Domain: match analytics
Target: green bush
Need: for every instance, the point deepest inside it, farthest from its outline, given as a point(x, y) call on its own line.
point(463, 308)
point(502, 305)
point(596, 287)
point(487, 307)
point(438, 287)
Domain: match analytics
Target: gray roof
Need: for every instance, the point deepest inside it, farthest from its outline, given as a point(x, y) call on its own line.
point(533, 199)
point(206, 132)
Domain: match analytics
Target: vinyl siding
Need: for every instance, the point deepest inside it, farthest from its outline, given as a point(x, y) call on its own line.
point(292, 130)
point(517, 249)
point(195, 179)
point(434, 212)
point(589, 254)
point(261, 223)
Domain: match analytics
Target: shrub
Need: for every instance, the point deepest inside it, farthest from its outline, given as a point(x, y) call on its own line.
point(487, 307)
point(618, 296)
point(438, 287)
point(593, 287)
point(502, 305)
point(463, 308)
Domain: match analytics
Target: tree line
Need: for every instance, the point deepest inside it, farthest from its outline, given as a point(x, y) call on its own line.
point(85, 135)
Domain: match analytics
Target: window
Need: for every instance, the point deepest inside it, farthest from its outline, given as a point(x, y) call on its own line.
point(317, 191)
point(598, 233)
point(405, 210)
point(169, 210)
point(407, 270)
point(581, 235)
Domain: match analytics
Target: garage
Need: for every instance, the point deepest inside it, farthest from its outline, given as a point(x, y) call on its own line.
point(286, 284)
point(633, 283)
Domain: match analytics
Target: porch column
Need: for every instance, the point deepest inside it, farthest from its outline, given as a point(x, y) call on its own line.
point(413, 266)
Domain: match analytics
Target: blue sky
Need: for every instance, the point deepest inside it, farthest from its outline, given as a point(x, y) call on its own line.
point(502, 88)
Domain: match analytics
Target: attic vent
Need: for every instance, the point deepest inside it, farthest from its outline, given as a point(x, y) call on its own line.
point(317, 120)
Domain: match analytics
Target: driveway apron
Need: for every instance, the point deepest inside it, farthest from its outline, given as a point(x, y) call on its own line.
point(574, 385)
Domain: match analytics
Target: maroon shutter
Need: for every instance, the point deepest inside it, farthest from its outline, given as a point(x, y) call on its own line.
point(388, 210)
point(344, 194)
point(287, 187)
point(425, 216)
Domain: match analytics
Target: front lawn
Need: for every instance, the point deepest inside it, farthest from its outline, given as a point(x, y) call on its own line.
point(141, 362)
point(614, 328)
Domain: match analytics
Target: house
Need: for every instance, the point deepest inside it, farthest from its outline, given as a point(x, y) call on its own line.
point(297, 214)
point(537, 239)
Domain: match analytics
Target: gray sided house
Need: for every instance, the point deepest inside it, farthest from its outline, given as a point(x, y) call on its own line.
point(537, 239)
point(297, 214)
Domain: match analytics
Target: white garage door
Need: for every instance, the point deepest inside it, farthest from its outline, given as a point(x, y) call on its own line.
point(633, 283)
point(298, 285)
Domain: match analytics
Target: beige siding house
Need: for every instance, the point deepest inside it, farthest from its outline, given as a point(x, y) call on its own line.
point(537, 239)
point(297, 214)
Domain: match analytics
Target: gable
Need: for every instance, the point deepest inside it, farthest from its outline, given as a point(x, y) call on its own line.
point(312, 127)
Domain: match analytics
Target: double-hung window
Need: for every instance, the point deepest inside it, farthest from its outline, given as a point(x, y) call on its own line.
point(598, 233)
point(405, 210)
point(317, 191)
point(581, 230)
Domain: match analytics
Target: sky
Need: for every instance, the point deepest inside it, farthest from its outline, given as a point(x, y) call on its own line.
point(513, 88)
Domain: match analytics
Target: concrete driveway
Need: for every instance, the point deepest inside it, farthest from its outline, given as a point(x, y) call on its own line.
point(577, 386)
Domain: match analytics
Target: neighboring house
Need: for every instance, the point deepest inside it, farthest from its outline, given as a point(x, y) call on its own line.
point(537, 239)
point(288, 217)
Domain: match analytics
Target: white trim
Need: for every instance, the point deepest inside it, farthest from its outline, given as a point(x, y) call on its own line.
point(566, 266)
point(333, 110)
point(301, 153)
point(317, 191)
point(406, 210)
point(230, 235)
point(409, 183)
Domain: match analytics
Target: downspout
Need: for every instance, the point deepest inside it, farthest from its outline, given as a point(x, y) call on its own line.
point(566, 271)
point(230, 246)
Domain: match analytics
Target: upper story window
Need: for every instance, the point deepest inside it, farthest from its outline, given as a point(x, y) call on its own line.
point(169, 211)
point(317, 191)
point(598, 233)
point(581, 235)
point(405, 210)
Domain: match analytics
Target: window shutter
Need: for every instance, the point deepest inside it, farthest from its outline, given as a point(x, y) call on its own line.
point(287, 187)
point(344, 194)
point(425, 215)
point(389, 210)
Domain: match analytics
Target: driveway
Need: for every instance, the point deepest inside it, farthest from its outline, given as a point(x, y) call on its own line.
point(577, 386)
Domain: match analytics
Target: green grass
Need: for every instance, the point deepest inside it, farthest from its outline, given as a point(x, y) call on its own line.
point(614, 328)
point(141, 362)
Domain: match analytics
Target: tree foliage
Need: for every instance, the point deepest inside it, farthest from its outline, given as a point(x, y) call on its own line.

TASK STATEMENT:
Every line with the string "window" in the material should be returned.

WRITTEN ANSWER:
Target: window
Target: double-hung window
Target: upper story window
Target: window shutter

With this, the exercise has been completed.